Überführe den Abschnitt vom Anfang der Datensätze bis einschließlich der Zeile, die „259 270 L 255“ enthält, in eine JSON-Liste von Strings mit einem String pro Zeile. Leerzeilen lässt du weg.
-*-*-
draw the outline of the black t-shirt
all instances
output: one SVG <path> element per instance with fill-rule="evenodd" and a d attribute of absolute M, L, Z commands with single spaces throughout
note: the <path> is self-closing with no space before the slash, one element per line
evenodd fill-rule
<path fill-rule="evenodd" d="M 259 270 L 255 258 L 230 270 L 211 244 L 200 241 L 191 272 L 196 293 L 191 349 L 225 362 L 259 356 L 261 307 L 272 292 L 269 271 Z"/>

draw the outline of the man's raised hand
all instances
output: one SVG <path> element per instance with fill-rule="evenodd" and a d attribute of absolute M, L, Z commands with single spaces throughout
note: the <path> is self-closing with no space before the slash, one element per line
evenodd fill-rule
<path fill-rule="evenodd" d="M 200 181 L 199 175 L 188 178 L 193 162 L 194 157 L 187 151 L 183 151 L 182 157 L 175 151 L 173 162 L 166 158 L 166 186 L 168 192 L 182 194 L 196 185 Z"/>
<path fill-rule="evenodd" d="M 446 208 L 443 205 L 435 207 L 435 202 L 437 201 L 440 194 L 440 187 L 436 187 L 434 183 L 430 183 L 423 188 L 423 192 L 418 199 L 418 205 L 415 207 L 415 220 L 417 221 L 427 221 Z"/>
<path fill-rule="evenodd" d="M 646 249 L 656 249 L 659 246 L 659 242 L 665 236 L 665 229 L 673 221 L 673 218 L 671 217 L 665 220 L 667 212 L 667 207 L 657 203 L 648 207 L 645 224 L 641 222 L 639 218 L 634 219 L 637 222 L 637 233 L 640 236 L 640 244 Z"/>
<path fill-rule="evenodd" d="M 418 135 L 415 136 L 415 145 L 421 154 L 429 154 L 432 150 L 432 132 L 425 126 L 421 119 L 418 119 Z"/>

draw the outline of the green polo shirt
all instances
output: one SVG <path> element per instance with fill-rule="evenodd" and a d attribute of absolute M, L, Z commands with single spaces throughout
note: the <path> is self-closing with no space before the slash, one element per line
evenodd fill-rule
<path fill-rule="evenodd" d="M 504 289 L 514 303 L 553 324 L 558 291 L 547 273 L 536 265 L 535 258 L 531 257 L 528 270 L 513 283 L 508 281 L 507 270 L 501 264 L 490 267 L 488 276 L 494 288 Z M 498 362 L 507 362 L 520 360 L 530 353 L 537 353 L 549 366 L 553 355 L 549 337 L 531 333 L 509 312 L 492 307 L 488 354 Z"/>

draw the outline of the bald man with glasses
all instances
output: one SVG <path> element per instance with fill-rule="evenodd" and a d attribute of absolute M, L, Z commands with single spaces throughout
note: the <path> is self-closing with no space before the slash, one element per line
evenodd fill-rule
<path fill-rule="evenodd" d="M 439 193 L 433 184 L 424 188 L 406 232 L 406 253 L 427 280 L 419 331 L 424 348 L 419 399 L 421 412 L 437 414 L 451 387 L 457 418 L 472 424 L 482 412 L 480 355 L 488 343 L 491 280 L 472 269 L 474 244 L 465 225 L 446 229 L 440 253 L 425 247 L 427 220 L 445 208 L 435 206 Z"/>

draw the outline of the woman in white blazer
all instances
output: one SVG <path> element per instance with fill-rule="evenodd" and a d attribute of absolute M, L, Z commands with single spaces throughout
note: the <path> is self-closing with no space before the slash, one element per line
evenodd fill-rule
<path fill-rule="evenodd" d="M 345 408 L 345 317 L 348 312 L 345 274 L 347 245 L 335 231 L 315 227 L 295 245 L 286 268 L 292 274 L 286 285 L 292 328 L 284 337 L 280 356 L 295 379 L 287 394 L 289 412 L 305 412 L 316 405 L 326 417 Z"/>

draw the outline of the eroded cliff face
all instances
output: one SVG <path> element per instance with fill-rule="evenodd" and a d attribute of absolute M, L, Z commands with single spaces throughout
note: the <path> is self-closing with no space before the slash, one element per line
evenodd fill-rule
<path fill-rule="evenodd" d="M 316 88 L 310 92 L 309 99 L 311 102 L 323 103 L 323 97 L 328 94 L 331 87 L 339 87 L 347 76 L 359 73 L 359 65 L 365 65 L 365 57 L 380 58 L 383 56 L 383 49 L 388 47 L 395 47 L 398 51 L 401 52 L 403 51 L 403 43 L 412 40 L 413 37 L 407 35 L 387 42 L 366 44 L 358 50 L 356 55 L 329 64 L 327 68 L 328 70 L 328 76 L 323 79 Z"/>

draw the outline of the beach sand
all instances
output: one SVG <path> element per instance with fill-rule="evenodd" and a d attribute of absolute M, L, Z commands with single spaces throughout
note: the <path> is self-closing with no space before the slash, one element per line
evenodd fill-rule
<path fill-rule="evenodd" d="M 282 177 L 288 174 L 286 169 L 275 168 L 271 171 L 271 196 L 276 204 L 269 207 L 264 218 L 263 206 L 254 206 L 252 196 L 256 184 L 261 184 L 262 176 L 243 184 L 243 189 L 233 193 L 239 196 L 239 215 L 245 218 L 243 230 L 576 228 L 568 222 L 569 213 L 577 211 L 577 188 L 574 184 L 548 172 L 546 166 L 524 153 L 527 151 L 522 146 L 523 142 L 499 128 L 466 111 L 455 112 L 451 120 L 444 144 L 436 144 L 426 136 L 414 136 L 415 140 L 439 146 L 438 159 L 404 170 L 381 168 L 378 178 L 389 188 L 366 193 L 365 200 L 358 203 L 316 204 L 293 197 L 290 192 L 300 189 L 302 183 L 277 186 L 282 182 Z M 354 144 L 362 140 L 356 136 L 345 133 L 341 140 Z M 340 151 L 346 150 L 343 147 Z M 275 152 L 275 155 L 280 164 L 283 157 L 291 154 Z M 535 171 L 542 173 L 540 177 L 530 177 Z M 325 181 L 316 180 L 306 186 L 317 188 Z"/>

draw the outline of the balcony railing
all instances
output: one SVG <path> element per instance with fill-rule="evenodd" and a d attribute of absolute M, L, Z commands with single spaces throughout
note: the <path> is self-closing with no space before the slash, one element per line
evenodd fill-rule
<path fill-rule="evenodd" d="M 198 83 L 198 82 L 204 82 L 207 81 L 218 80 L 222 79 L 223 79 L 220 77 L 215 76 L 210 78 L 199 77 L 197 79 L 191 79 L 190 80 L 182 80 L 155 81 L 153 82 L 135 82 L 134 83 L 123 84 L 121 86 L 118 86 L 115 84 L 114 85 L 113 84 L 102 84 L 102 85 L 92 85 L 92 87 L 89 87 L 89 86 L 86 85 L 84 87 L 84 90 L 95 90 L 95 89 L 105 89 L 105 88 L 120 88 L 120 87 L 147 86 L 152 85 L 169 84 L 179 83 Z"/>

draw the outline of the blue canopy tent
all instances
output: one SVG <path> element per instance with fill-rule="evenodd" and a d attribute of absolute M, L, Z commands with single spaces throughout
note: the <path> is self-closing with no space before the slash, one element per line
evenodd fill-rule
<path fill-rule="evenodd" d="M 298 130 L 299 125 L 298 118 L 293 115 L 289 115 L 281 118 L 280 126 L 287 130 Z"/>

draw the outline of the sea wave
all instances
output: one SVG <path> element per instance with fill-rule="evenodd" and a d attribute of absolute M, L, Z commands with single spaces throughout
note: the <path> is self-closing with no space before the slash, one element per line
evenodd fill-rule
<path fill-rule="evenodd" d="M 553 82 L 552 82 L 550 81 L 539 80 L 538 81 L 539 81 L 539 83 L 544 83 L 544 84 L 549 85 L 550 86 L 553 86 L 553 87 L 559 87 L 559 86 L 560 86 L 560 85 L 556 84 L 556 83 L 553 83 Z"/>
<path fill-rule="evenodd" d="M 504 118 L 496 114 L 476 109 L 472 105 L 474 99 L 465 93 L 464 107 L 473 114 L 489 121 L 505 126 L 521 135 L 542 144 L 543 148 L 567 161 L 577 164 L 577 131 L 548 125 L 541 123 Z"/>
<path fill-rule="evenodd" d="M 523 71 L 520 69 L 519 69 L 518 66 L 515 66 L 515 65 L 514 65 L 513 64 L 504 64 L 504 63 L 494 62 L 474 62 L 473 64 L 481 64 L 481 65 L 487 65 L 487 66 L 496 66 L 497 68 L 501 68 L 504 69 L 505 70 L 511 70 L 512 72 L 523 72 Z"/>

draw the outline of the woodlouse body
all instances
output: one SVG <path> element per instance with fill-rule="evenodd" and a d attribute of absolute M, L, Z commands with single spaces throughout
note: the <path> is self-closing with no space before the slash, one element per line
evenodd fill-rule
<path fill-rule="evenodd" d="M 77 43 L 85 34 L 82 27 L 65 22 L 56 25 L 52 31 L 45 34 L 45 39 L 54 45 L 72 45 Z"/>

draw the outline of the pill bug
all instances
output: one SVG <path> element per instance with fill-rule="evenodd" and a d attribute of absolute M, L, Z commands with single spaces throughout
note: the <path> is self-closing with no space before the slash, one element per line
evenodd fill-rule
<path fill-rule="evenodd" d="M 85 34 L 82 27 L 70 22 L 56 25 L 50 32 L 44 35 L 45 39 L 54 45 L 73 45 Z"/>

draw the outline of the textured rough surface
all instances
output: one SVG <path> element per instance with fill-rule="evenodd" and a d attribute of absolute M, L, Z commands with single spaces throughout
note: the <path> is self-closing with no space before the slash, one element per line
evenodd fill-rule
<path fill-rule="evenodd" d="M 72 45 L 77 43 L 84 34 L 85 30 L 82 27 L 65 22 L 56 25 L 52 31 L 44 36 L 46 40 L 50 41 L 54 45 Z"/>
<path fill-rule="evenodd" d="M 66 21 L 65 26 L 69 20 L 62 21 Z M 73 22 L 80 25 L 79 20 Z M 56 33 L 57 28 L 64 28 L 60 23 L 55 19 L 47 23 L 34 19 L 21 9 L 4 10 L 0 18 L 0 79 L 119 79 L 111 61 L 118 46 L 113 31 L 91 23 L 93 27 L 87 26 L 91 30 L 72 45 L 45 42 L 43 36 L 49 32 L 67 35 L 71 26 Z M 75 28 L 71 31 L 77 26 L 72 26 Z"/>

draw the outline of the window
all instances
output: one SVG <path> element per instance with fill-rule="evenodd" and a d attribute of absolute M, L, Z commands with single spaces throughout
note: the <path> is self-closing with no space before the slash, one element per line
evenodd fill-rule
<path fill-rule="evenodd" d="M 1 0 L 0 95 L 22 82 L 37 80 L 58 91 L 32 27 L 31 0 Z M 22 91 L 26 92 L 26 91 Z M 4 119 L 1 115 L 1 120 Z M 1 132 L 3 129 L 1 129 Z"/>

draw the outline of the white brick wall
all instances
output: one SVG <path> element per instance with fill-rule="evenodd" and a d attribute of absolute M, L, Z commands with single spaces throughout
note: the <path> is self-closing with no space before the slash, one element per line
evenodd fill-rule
-*-*-
- [Lösung]:
[
  "draw the outline of the black t-shirt",
  "all instances",
  "output: one SVG <path> element per instance with fill-rule=\"evenodd\" and a d attribute of absolute M, L, Z commands with single spaces throughout",
  "note: the <path> is self-closing with no space before the slash, one element per line",
  "evenodd fill-rule",
  "<path fill-rule=\"evenodd\" d=\"M 259 270 L 255 258 L 230 270 L 211 244 L 200 241 L 191 272 L 196 293 L 191 349 L 225 362 L 259 356 L 261 307 L 272 292 L 269 271 Z\"/>"
]